VIDeFi DEEP DIVE

DeFi can be loosely broken into sectors based on the functionality type of the dApp. Many dApps could fit into multiple categories, so we attempt to place them into the most relevant category. We examine DeFi platforms in the taxonomy of lending/credit facilities, DEXes, derivatives, and tokenization.1 We mainly focus on the Ethereum network due to its popularity, but DeFi innovations are occurring on many blockchains including Stellar and EOS.2 Polkadot3 is another platform that employs a type of proof-of-stake consensus.

_Data_
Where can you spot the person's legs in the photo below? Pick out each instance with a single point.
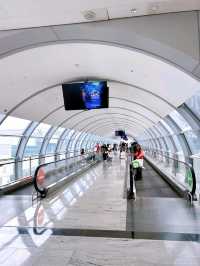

_Problems_
**1)** According to the DeFi text, which network is the main focus, and why?
**2)** Rewrite the paragraph of the DeFi text that begins "DeFi can be loosely broken" as a short bulleted list that keeps its main facts.

_Expected outputs_
**1)** The Ethereum network, because of its popularity.

**2)**
- DeFi can be roughly divided into sectors by the type of functionality a dApp offers.
- Many dApps fit several categories, so each is placed in the most relevant one.
- The categories examined are lending/credit facilities, DEXes, derivatives, and tokenization.
- The main focus is Ethereum because of its popularity, though DeFi innovation is also happening on other blockchains, including Stellar and EOS.
- Polkadot is another platform, and it uses a type of proof-of-stake consensus.